-- begin Passage --

“There is now total clarity, no matter how unimaginable things might seem. And they amount to this: The U.S. government has been taken over by a clique of extremists who have embarked on a process of regime change in the world’s oldest democracy…. The arrogance on display is staggering. They think their actions will increase U.S. power, but they are in fact wrecking their own country and, in the process everyone else.” (Stathis Kalyvas Oxford University political scientist.)
This quote, posted by Heather Cox Richardson two days ago, doesn’t begin to sum up the global upheaval happening today. We are seeing nothing less than a deliberate upending of the domestic and international architecture of the last 80 years.
I grew up with the words “the West” inscribed in my brain. The “West” became a global meme, a code word, a shibboleth, even.
First, “the West” was code for the global confrontation between the United States and its allies (good) and the Soviet Union (bad). With the disintegration of the latter, “the West” became a code word for the “rules-based international order,” which “rogue states” refused to accept and sought to overthrow.
I never liked the term. West and East depend on where you are; Japan was seen as part of the East, but included in this West of the good guys.
The United States, the most powerful country in “the West,” was the natural leader of the forces of good. (I will set aside for the moment the reality that in far too many instances the “forces of good” were words cloaking the use of naked power pursuing self-interest, to the detriment of democracy in such countries as Chile, Guatemala, and Iran.)
Second, the roots of this confrontation were the conflict between two organizing concepts for the state: democracy versus, first, communism, and then arbitrary authoritarianism.
The most recently concluded Munch Security Conference put a silver stake through the heart of the first idea. The speeches of Vice-President J.D. Vance and Defense Secretary Pete Hegseth reflected a fundamental realignment of the global system. This realignment has been underway, quietly for some time, as Russia, China, and Iran disputed the “rules” of the system and have begun to establish their own rules and practices.
It is now clear that the global architecture is undergoing revolutionary change to a new system with fewer rules and the naked assertion of power and self-interest. Where this was once a goal of Russian and Chinese statecraft, the United States is simply in the process of changing sides, upending the entire previous system.
For the first time in recent history, the three most powerful countries are aligned. Donald Trump has simply broken all the rules himself and begun to act in virtual concert with Vladimir Putin.
At Munich it became clear that this administration has decided to scorn its once-closest allies and dedicate itself to an imperium of the autocrats, aligned with Putin.
This is the most profound alteration of the international system since 1945.
Despite some in the administration who want to turn now to a confrontation with China, it seems entirely plausible that the three major powers are moving toward a division of spheres of influence, a reinforcement of each other’s power, and a decision-making process that simply excludes any country that does not agree with this division or is not powerful enough to assert disagreement..
In this emerging New World Order (turn in your grave, George H.W. Bush) naked imperial power is unclothed. Trump, with Netanyahu in his wake, intends to settle the Palestinians’ hash without the Palestinians. The fate of Ukraine will be determined by Trump and Putin, acting in concert, with neither Europe nor Ukraine having much of a say.
The assurances NATO gave the former Warsaw Pact countries are becoming dead letters; beware Romania, Bulgaria, Slovakia. The remaining periphery of the former Soviet Union may begin to tremble now. Look to your own resources, Baltics; can Poland be far behind. The US is no longer the best guarantor of your security. Putin and his mini-me’s – Alexandr Lukashenko’s Belarus and Victor Orban’s Hungary are about to become America’s best friends.

-- end Passage --

Problem to work on:
Extend the essay on the changing world order, picking up after its final sentence. These entries have no connection to the essay on the changing world order.

-- begin Given entries --

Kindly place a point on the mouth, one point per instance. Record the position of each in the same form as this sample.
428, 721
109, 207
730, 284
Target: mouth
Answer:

-- end Given entries --

Reply:
This end of the post-World War II order is tightly linked to the theme that unites these major powers: the abandonment of democratic self-governance as an organizing principle for the state. As the last month has shown, Donald Trump has no interest in the US Constitution or its tripartite structure. He is a dedicated autocrat, executing an internal coup d’état against democratic governance in America.
This commitment to authoritarian governance flouts the core document and any statute or norm that would provide political order or democratic control. The very word “democracy” has left the lexicon of the executive branch and its supporters. Instead, here, too, naked power breaks all china – illegal firings of personnel, arbitrary language changes, the termination of funding for programs the autocrats and oligarchs do not like, strikes on marginal communities – refugees, undocumented immigrants, trans children and adults.
As part of this program, the foreign policy institutions are being ransacked, expelling any civil servants, foreign service officers, or institutions (USAID) that might resist this global changing of sides, might defend the “rules” that used to exist.
There another theme that unites these powers in their approach to governance: white, male, Christian nationalism. This political revolution has been underway for some time; it now lives at the very heart of what the White House is doing. It also links this assertion of white, male, Christian domination with the same themes in the new friends and allies of the administration: Orban’s Hungary, Putin’s Russia, the AfD party in Germany, the National Rally in France, a good portion of the Tory Party in the UK, Geert Wilders in the Netherlands, and more.
This is a global, white ethnic-based, religious movement alive and well in politics. It aligns with the new international power arrangement.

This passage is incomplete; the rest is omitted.